▶ [Exercise goal]: From the patient monitoring description, extract the passage between "DETAILED DESCRIPTION" and "operatively and/or post-operatively.", inclusive, and copy it without any changes.

▶ [Exercise text]:
┏━━

DETAILED DESCRIPTION

[0026] Aspects of the present invention pertain to a patient site of interest (SOI) monitoring system. The system may employ an electronic sensor comprising one or more monitoring and, optionally, reference electrodes. The electrodes may be bipolar and/or monopolar, and are employed for sensing one or more parameter values relating to the patient SOI, which may include an intervention site and, optionally, a reference site that is remote from the intervention site. The one or more parameter values may pertain to an electrical characteristic of patient tissue (e.g., impedance) and/or to electro-physiological signals (e.g., myoelectric activity). It is noted that systems, devices and methods disclosed herein may be applied intra- operatively and/or post-operatively.

[0027] In some embodiments, a "reference site" may pertain to a site of one or more "healthy" mammalian subjects different from the monitored patient SOI but, e.g., of a corresponding organ. Accordingly, processes, methods, and/or procedures described herein with respect to a reference site of the patient SOI, may in some embodiments additionally or alternatively pertain to signals and/or data recorded from reference sites of other mammalian subjects.

[0028] In some embodiments, parameter values one or more indicators are considered for determining whether at least one adverse phenomenon currently occurs, and/or for determining a probability that at least one adverse phenomenon will occur with respect to the patient intervention site. The indicators may also be considered for determining which adverse phenomenon is currently occurring or will occur, e.g., within a certain time period.

[0029] In some embodiments, the monitored parameter values may provide an indication about current normal and/or abnormal tissue healing, and/or a prediction of normal and/or abnormal tissue healing. [0030] Parameter values may pertain to local inflammation, wherein subsiding local inflammation postsurgery may be identified as "normal", and worsening inflammation may be identified a potential cause of post-operative complications ("abnormal"). For example, an inflammation index may be derived from the impedance measurements, collected from, e.g., 8 measurement sites, divided into a group of 4 sites close to the anastomosis and 4 site far from the anastomosis. Inflammatory processes affect impedance as edema and secretion of factors (such as interleukins and lactic acid) change the conductivity of the tissue. The inflammation index accounts for spatial and temporal derivatives of the impedance to filter potential systemic effects. A decline in the inflammation index over time can be indicative of a normal recovery patient, whereas a comparatively a high inflammation index might be indicative of a complication. In some examples, the index value may be derived based on the correlation value.

┗━━

Photo-based referring expression data

┏━━

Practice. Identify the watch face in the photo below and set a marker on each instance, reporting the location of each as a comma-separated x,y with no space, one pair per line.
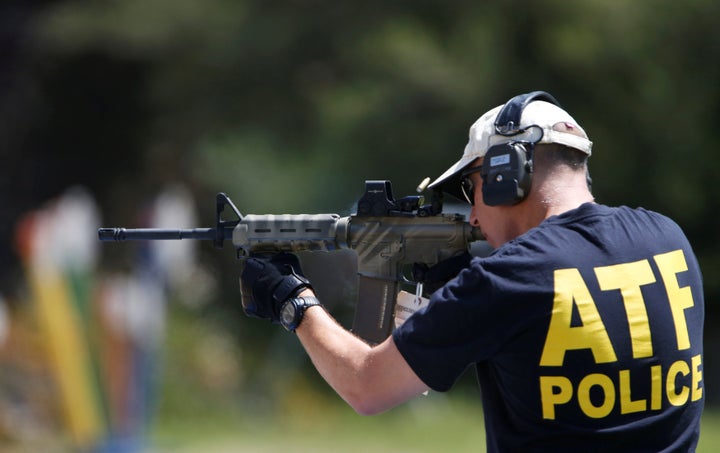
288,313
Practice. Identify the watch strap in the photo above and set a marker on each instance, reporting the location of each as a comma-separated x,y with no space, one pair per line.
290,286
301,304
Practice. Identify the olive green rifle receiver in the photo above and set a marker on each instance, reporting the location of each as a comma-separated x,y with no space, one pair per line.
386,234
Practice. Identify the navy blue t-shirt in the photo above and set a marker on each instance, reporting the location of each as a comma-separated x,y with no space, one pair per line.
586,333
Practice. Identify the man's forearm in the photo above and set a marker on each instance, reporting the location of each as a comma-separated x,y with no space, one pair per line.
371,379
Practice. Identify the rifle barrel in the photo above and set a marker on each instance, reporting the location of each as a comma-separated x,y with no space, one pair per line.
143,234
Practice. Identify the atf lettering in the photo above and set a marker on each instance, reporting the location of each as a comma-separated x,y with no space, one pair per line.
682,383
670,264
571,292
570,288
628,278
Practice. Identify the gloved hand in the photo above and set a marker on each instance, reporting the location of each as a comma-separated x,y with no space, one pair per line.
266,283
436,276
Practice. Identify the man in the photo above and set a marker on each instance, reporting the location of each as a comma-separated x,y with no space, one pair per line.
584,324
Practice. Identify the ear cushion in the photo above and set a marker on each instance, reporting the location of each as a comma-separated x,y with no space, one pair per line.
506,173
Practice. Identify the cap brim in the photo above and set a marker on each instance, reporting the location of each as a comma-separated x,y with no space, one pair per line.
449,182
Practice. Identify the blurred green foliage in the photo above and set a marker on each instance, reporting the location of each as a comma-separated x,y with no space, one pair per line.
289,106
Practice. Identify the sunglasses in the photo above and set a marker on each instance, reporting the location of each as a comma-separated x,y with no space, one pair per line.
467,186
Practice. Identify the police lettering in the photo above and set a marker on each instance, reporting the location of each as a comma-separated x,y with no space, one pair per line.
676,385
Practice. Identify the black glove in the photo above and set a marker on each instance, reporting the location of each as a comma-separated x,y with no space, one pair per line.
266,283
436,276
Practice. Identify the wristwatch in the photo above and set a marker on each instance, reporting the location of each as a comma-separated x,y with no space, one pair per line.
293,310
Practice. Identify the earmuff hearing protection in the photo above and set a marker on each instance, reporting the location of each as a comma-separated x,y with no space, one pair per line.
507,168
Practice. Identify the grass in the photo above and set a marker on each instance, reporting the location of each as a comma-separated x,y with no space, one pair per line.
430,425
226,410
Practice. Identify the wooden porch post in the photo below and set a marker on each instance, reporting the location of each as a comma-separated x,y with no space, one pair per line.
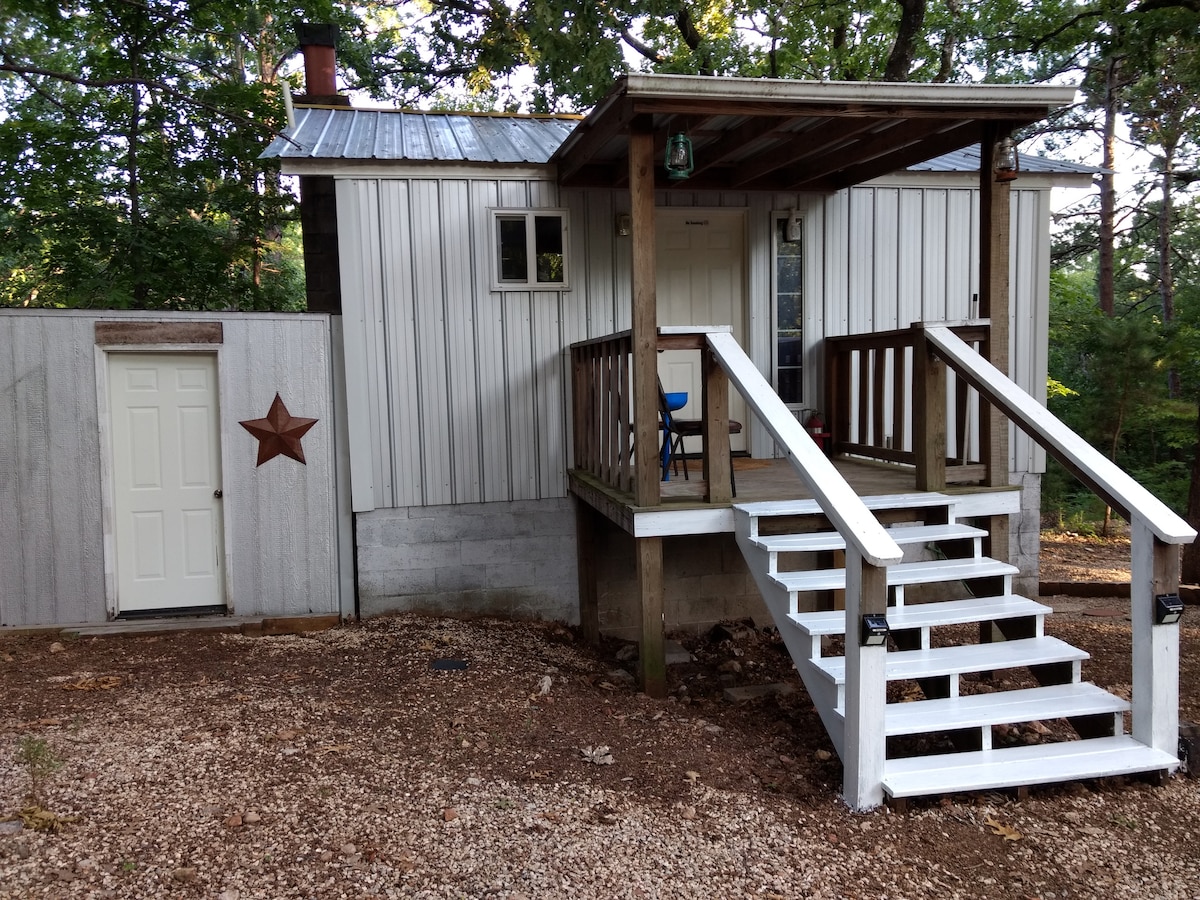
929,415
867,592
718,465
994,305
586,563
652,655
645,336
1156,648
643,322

┗━━

▶ [Result of the task]:
DETAILED DESCRIPTION

[0026] Aspects of the present invention pertain to a patient site of interest (SOI) monitoring system. The system may employ an electronic sensor comprising one or more monitoring and, optionally, reference electrodes. The electrodes may be bipolar and/or monopolar, and are employed for sensing one or more parameter values relating to the patient SOI, which may include an intervention site and, optionally, a reference site that is remote from the intervention site. The one or more parameter values may pertain to an electrical characteristic of patient tissue (e.g., impedance) and/or to electro-physiological signals (e.g., myoelectric activity). It is noted that systems, devices and methods disclosed herein may be applied intra- operatively and/or post-operatively.